# Start of Passage

Domestic Abuse Tips - What is Domestic Abuse
Domestic abuse is an unpleasant topic, but it is a reality. It occurs in every culture and in every level of society, regardless of race, religion or education. Statistics show that Women are 90-95 percent more likely to suffer domestic violence than are men, but men may be victims too. In 2007, crimes by intimate partners accounted for 23 percent of all violent crimes against females and 3 percent of all violent crimes against males. But abuse involves more than physical violence. There can be psychological or sexual abuse as well. Threats, intimidation and economic abuse are all forms of domestic abuse.
Domestic violence constitutes the willful intimidation, assault, battery, sexual assault or other abusive behavior perpetrated by one family member, household member, or intimate partner against another. In most state laws addressing domestic violence, the relationship necessary for a charge of domestic assault or abuse generally includes a spouse, former spouse, persons currently residing together or those that have within the previous year, or persons who share a common child.
Many people are faced with difficult issues or conflicts in their lives, but they do not resort to abuse. Even in situations in which a marriage or domestic relationship is in trouble, people can behave in a respectful manner and settle their differences in a mature and dignified way. Abuse is something completely different. Abuse is about power and control. The abuser wants to control the victim, and uses various means to exercise that control. The following are some of the forms abuse can take.
The abuser may make and/or carry out threats to hurt the victim, harm the children or the victims’ parents or family, or to commit suicide. They may threaten to leave or to take the children.
In cases specific to the Bank, the abuser may threaten to take the victim’s passport, cancel the G-4 visa.
The abuser attempts to control all of the victim’s contacts, including monitoring the phone and e-mail, thus isolating the victim from contact with family and friends. The abuser wants to limit the victim’s activities outside the home, and may accuse the victim of infidelity or use jealousy to justify the abusive actions.
Emotional abuse
The abuser may use humiliation to control the victim. They put the victim down, calling him/her names, questioning their intelligence or even their sanity, making them feel guilty or feel bad about themselves.
Economic abuse
The abuser controls the money and denies the victim any knowledge of the family’s financial situation or access to family funds. An abuser makes the victim beg for money or provides only a miserly allowance. They may prevent the victim from getting or keeping a job.
Using Children
The abuser may use threats against the children to control the victim. The abuser may treat the children generously while restricting the victim’s access to funds, and then attempt to portray the victim as ungenerous and greedy. After a separation, the abuser may use visitation to harass the victim.

# End of Passage

**Short problem 1**
Format part of the records as a JSON list of strings with one string per line and no blank lines. Start at the line that has "Teacher note: have the class pick out the church tower" and continue through the end of the records.

# Start of Data provided

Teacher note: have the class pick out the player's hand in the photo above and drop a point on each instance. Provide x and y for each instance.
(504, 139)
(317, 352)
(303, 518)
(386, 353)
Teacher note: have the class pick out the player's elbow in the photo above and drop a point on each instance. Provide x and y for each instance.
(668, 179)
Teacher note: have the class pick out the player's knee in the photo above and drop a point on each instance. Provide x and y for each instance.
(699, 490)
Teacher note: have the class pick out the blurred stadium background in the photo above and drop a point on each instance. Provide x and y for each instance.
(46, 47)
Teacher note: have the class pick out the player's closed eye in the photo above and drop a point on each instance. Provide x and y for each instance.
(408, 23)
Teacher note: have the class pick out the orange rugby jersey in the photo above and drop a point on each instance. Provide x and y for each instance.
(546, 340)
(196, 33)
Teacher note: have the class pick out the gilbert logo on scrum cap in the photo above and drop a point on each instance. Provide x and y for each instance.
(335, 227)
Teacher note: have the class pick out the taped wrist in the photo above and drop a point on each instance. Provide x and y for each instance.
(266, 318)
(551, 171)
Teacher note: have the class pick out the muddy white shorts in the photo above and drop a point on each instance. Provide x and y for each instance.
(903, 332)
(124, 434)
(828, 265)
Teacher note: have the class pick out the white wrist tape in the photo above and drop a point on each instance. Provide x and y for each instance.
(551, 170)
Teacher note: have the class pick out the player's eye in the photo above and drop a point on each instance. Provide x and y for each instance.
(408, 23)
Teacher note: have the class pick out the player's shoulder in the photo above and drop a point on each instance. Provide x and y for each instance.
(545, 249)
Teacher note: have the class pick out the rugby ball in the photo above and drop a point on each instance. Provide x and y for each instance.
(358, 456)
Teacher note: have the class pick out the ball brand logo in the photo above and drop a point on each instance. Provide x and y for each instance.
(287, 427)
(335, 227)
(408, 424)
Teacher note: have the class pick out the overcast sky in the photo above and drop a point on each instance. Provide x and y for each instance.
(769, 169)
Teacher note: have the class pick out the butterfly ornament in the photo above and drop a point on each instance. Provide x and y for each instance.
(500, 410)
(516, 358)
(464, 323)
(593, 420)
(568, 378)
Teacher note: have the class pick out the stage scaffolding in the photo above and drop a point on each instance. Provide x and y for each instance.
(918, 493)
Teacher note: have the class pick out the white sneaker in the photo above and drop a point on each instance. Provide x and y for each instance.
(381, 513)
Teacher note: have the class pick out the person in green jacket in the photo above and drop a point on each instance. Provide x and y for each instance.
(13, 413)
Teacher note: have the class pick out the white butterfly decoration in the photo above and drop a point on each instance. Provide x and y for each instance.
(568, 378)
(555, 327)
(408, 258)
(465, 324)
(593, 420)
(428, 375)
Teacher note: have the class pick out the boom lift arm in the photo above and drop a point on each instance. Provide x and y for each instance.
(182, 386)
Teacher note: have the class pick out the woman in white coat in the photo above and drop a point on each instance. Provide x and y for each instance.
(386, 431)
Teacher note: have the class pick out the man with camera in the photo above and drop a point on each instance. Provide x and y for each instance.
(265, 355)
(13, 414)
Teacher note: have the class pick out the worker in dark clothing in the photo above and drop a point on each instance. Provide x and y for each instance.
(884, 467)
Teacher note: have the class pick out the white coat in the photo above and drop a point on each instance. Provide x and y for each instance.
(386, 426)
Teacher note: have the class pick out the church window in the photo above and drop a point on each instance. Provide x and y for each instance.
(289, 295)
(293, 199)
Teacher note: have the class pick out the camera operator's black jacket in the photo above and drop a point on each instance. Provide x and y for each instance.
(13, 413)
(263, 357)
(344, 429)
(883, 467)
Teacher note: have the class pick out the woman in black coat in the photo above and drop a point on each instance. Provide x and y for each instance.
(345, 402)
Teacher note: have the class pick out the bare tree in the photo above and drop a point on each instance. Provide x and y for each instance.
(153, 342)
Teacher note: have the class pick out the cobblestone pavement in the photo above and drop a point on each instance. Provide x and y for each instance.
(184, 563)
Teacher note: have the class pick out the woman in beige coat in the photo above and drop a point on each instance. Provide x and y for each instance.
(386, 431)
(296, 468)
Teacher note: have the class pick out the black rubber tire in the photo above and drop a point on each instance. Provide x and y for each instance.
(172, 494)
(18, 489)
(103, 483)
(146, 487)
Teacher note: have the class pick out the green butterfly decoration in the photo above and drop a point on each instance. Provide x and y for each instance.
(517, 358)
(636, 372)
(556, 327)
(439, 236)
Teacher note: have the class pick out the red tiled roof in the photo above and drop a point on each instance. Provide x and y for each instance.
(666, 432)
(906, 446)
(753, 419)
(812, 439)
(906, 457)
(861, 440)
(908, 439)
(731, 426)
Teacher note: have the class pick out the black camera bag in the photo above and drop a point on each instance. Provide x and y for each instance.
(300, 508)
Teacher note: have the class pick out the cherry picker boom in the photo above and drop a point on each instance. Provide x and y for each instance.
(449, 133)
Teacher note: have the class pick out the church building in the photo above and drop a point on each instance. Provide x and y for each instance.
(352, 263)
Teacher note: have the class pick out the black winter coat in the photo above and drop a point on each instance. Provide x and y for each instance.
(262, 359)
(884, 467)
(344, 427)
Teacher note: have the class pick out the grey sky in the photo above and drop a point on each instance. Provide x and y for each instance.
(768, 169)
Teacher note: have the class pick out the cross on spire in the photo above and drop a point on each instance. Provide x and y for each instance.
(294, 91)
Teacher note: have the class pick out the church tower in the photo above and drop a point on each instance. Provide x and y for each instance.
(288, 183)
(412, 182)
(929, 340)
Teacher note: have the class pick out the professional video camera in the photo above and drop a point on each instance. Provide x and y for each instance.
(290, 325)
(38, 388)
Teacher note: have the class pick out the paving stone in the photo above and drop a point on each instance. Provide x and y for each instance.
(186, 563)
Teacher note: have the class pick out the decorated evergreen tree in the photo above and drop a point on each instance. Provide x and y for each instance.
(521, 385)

# End of Data provided

**Short problem 2**
In the text on domestic abuse, what share of all violent crimes against females in 2007 were crimes by intimate partners?

**Final result 1**
[
  "Teacher note: have the class pick out the church tower in the photo above and drop a point on each instance. Provide x and y for each instance.",
  "(288, 183)",
  "(412, 182)",
  "(929, 340)",
  "Teacher note: have the class pick out the professional video camera in the photo above and drop a point on each instance. Provide x and y for each instance.",
  "(290, 325)",
  "(38, 388)",
  "Teacher note: have the class pick out the paving stone in the photo above and drop a point on each instance. Provide x and y for each instance.",
  "(186, 563)",
  "Teacher note: have the class pick out the decorated evergreen tree in the photo above and drop a point on each instance. Provide x and y for each instance.",
  "(521, 385)"
]

**Final result 2**
23 percent